## TASK DESCRIPTION
Write out the records again exactly. Nothing should be dropped.

• • • •

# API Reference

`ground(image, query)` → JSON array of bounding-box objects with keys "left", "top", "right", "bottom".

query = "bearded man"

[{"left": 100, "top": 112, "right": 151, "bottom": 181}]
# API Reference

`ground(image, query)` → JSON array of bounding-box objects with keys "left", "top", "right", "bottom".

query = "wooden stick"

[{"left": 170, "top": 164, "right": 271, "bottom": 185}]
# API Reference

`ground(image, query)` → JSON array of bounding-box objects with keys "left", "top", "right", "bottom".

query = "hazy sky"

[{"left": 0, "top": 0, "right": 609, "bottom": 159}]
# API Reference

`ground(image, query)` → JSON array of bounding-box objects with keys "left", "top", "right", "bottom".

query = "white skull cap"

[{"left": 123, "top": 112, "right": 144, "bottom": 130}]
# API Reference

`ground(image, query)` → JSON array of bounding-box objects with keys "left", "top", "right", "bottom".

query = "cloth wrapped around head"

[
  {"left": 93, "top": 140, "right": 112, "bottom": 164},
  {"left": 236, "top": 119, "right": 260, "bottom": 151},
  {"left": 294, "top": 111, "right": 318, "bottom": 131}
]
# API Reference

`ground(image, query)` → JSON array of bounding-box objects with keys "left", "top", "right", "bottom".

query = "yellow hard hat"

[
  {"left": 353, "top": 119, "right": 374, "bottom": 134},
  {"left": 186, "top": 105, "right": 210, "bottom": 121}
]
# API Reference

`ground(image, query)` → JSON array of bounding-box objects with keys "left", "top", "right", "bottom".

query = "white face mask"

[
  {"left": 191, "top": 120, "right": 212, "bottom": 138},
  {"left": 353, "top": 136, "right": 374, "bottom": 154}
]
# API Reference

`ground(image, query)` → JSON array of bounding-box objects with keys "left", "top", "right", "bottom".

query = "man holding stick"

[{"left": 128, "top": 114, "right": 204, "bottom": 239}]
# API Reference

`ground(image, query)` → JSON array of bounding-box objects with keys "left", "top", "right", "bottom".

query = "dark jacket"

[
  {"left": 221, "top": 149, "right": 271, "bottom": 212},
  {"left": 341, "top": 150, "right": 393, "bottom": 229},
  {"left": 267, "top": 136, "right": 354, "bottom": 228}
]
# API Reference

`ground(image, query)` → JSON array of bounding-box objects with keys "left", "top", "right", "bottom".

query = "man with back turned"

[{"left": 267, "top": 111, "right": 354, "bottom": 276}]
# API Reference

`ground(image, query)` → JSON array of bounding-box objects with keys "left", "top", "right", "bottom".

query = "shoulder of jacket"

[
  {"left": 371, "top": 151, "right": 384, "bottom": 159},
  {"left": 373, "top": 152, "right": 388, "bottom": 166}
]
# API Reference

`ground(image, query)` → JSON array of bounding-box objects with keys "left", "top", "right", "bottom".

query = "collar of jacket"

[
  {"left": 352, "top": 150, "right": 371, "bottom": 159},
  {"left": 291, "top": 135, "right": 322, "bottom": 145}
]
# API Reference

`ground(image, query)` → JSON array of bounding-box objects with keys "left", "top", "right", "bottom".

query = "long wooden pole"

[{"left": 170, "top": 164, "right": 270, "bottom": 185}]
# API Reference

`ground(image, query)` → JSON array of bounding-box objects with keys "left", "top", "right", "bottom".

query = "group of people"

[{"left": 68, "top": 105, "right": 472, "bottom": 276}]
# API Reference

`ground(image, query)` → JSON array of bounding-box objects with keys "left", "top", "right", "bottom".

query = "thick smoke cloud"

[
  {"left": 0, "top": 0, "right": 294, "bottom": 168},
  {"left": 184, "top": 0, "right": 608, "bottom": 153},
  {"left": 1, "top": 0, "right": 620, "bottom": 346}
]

• • • •

## EXERCISE RESPONSE
# API Reference

`ground(image, query)` → JSON array of bounding-box objects with keys "left", "top", "right", "bottom".

query = "bearded man"

[{"left": 100, "top": 112, "right": 151, "bottom": 181}]
# API Reference

`ground(image, query)` → JSON array of bounding-box objects with keys "left", "top", "right", "bottom".

query = "wooden stick"

[{"left": 170, "top": 164, "right": 271, "bottom": 185}]
# API Reference

`ground(image, query)` → JSON array of bounding-box objects with keys "left", "top", "right", "bottom".

query = "hazy sky"

[{"left": 0, "top": 0, "right": 609, "bottom": 159}]
# API Reference

`ground(image, query)` → JSON array of bounding-box objects with keys "left", "top", "right", "bottom".

query = "white skull cap"

[{"left": 123, "top": 112, "right": 144, "bottom": 130}]
# API Reference

`ground(image, query)` → JSON array of bounding-box objects with keys "left", "top", "right", "bottom".

query = "cloth wrapped around head"

[
  {"left": 93, "top": 140, "right": 112, "bottom": 164},
  {"left": 236, "top": 119, "right": 260, "bottom": 151},
  {"left": 294, "top": 111, "right": 318, "bottom": 131}
]
# API Reference

`ground(image, query)` → JSON array of bounding-box objects with keys "left", "top", "right", "bottom".

query = "yellow hard hat"

[
  {"left": 353, "top": 119, "right": 374, "bottom": 134},
  {"left": 186, "top": 105, "right": 210, "bottom": 121}
]
# API Reference

`ground(image, query)` → JSON array of bounding-box objects with keys "left", "top", "right", "bottom".

query = "white face mask"

[
  {"left": 191, "top": 120, "right": 212, "bottom": 138},
  {"left": 353, "top": 136, "right": 374, "bottom": 154}
]
# API Reference

`ground(image, query)` → JSON array of bounding-box objects with keys "left", "top", "right", "bottom".

query = "man holding stick"

[{"left": 128, "top": 114, "right": 204, "bottom": 239}]
# API Reference

`ground(image, query)` → JSON array of bounding-box objects with keys "left", "top", "right", "bottom".

query = "dark jacket"

[
  {"left": 221, "top": 149, "right": 271, "bottom": 212},
  {"left": 341, "top": 150, "right": 393, "bottom": 229},
  {"left": 267, "top": 136, "right": 354, "bottom": 228}
]
# API Reference

`ground(image, query)` → JSON array of bounding-box objects with keys "left", "top", "right", "bottom".

query = "man with back turned"

[{"left": 267, "top": 111, "right": 354, "bottom": 276}]
# API Reference

`ground(image, query)` → JSON array of bounding-box objects with keys "left", "top", "right", "bottom".

query = "shoulder of jacket"

[
  {"left": 371, "top": 151, "right": 384, "bottom": 159},
  {"left": 373, "top": 152, "right": 388, "bottom": 166}
]
# API Reference

`ground(image, query)` → JSON array of bounding-box objects with keys "left", "top", "right", "bottom".

query = "collar of jacket"

[
  {"left": 352, "top": 150, "right": 371, "bottom": 159},
  {"left": 291, "top": 135, "right": 322, "bottom": 145}
]
# API Reference

`ground(image, query)` → JSON array of bounding-box objects with keys "left", "top", "right", "bottom".

query = "long wooden pole"

[{"left": 170, "top": 164, "right": 270, "bottom": 185}]
# API Reference

`ground(image, query)` → JSON array of bounding-box objects with keys "left", "top", "right", "bottom".

query = "group of people"

[{"left": 68, "top": 105, "right": 472, "bottom": 276}]
# API Reference

`ground(image, query)` → JSON array of bounding-box objects with keys "left", "top", "right", "bottom".

query = "thick smoke cloud"

[
  {"left": 0, "top": 0, "right": 294, "bottom": 168},
  {"left": 184, "top": 0, "right": 608, "bottom": 153},
  {"left": 1, "top": 0, "right": 620, "bottom": 346}
]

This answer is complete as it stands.